* **REQUEST**: Set down the whole listing verbatim.

* **TASK INPUTS**:
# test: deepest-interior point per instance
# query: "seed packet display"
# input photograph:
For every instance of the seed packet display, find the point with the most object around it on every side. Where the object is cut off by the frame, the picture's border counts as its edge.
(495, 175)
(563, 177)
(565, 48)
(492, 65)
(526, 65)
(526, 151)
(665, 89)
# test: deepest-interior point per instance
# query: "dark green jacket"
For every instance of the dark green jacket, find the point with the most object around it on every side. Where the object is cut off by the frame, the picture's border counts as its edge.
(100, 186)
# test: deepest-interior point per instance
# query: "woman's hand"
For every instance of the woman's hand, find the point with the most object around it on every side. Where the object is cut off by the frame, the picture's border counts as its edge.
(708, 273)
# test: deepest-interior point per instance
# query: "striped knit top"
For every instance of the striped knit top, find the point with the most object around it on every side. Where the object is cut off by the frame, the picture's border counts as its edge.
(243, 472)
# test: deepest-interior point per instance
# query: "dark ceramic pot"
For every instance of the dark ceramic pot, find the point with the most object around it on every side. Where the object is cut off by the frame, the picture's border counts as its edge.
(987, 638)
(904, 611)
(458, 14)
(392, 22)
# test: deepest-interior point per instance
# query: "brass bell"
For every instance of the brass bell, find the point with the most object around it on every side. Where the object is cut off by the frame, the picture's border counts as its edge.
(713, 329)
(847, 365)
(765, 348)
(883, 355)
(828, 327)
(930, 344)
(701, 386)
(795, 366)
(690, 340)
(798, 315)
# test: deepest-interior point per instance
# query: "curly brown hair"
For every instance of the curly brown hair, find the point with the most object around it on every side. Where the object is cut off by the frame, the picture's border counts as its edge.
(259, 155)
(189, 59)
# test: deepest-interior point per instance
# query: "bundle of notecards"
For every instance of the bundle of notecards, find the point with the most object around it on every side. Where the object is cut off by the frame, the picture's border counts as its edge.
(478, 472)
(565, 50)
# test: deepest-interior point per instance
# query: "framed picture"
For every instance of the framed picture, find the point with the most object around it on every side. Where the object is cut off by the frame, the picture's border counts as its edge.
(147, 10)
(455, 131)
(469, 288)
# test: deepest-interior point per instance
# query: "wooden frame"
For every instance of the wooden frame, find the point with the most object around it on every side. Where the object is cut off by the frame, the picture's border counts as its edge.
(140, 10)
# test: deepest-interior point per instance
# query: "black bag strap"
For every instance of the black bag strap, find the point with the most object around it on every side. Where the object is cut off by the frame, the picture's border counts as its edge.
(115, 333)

* **REPLY TO THE TASK**:
# test: deepest-interior point per instance
# query: "seed packet display"
# input photograph:
For every instance of the seed packet display, find the point with the most object around it on every side. Where the object is cut off by the frame, the picture's border counts as its edge.
(495, 175)
(563, 177)
(565, 48)
(492, 65)
(526, 65)
(526, 151)
(665, 89)
# test: deepest-interior point per instance
# query: "dark green jacket"
For every instance of the dark green jacket, find the point with the most object around it on every side. Where the object is cut off by the frame, the picture's border counts as its edge.
(100, 186)
# test: deepest-interior point per instance
# query: "woman's hand"
For every instance of the woman's hand, find the point with the most object around it on every side. Where the object is cut off by the frame, the picture's border counts as its edge.
(708, 273)
# test: deepest-interior point per instance
# query: "striped knit top"
For every instance of the striped knit top, find the point with the most object around it on every side. Where the object is cut off by the frame, the picture's border counts as its edge.
(243, 472)
# test: deepest-interior point per instance
# query: "dark ceramic pot"
For every instance of the dark ceramic pot, find the point with the most object around it on every side. Where the object is cut off by the frame, the picture's border counts as its edge.
(987, 638)
(904, 611)
(458, 14)
(392, 22)
# test: deepest-interior point per instance
# query: "brass bell"
For every instance of the brass bell, find the point with the most object around it on every side. Where the object is cut off by the frame, the picture's border counts as its edge.
(713, 329)
(847, 365)
(765, 348)
(883, 355)
(828, 327)
(930, 344)
(701, 386)
(795, 366)
(690, 340)
(798, 315)
# test: deepest-interior point per instance
# query: "curly brown hair"
For every instance of the curly brown hair, find the point with the most object around it on every side. Where the object is cut off by the frame, the picture's border counts as its edge.
(259, 155)
(189, 59)
# test: deepest-interior point per instance
# query: "bundle of notecards"
For every instance of the bundle of notecards, find the point with the most object around it on every side. Where the object is cut off by the frame, the picture's border counts as its edge.
(478, 472)
(565, 50)
# test: deepest-interior point per instance
# query: "framed picture"
For every instance of the framed picture, find the point with the most object around it on every side. Where the object is cut off by the frame, the picture's border counts as its edge.
(147, 10)
(455, 131)
(469, 288)
# test: deepest-interior point per instance
# query: "wooden frame"
For every instance of the wooden frame, find the point with the most object around it on every side. Where the object is cut off by the frame, the picture's border counts as its edge.
(140, 10)
# test: deepest-interior point per instance
# query: "black bag strap"
For every instance of the black bag strap, find the point with the most object around it on every side. Where the object is cut off by the frame, the picture's border counts as its edge.
(115, 333)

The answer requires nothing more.